• _TEXTO SELECCIONADO_:
<<<<

Entre los útiles líticos destacan largas láminas de sílex con anverso facetado y, sobre todo, puntas de flecha losángicas, cruciformes con pedúnculo y de profundísima base cóncava. Hay también puñales y alabardas, pero son excepcionales. El pulimento de piedra se reservaba para hachas, azuelas y algunos ídolos (antropomorfos, placa, betilos). Se puede deducir la existencia de unas redes de distribución de materia prima lítica.

En hueso y asta abundan punzones, agujas y espátulas, siendo raros los adornos (como alfileres y botones) y los ídolos, de los que se atestigua, no obstante, un buen lote de tipo oculado en Almizaraque.

La producción de estos bienes era de carácter doméstico: hay constancia de actividades artesanales, como la talla del sílex, en el interior de las viviendas de Almizaraque y los Millares. Sin embargo, ciertos datos sugieren la aparición de especialistas, ya que algunas cerámicas de estos dos poblados, alejados entre sí 80 km, parecen proceder de un mismo taller, según los análisis de pasta.

La metalurgia pudo ser, en algún caso, exclusiva de unos pocos especialistas y estar relativamente centralizada. Pero la producción de objetos de metal no fue grande, limitándose a fabricar herramientas como hachas planas, cinceles, leznas y sierras, así como algunas armas: puñales triangulares y navajas curvas.

>>>>

• _TAREA_:
Traduce al inglés esta oración del texto seleccionado: «Hay también puñales y alabardas, pero son excepcionales».

• _INFORMACIÓN PROPORCIONADA_:
<<<<

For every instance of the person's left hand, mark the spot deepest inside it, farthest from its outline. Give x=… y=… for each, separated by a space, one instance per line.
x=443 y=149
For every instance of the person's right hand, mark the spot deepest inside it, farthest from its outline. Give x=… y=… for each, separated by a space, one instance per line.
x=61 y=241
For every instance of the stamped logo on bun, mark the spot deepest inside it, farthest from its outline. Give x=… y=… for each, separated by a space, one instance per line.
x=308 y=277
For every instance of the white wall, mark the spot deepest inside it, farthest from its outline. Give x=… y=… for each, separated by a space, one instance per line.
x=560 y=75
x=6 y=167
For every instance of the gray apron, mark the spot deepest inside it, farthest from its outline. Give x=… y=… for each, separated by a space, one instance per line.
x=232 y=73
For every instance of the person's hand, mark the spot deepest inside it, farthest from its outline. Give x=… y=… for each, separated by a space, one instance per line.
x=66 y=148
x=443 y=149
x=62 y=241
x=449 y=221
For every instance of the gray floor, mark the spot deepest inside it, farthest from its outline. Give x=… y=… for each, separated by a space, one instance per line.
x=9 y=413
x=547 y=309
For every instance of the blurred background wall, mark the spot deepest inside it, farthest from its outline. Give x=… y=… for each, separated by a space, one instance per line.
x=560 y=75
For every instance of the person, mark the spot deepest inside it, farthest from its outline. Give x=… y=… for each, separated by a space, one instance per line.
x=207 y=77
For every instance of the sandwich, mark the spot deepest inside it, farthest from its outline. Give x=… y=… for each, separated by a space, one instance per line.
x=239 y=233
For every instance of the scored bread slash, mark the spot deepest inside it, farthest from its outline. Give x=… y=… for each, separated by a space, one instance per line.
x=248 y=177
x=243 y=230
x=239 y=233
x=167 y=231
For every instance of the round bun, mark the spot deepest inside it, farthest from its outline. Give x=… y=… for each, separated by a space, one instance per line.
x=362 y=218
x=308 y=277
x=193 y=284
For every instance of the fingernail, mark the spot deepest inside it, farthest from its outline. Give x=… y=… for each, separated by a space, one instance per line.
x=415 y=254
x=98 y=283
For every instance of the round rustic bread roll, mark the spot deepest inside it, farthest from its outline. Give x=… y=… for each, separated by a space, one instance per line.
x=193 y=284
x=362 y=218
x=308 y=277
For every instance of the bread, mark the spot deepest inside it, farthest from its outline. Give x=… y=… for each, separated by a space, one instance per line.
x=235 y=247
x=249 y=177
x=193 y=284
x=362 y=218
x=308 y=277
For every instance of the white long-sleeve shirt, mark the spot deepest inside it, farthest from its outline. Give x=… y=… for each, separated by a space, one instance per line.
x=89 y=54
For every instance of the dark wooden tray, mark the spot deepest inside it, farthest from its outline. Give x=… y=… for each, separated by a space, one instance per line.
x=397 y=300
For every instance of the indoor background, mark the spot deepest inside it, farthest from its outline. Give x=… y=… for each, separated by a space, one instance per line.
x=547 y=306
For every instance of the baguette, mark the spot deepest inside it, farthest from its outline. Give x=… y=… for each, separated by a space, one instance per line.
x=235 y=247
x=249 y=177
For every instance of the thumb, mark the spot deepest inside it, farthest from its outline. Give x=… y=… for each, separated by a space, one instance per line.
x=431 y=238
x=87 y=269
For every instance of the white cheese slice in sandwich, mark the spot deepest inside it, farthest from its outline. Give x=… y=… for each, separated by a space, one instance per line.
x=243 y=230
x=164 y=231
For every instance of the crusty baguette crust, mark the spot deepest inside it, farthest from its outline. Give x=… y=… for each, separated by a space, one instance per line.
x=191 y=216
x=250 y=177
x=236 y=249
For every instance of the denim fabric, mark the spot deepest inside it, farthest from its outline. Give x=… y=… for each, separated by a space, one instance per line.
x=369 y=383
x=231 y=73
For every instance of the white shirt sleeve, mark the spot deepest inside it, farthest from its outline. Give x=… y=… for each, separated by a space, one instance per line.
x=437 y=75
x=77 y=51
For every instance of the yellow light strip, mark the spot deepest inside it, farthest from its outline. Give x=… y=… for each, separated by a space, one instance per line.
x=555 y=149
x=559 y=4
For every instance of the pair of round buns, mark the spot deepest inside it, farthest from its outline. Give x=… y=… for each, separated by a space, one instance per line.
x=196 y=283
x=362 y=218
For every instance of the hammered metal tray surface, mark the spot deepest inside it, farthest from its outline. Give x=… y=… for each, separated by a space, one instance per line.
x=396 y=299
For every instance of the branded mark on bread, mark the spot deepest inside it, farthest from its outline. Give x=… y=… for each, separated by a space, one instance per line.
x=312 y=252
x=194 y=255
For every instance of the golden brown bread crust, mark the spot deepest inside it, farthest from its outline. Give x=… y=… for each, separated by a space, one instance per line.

>>>>

• _RESPUESTA_:
There are also daggers and halberds, but they are exceptional.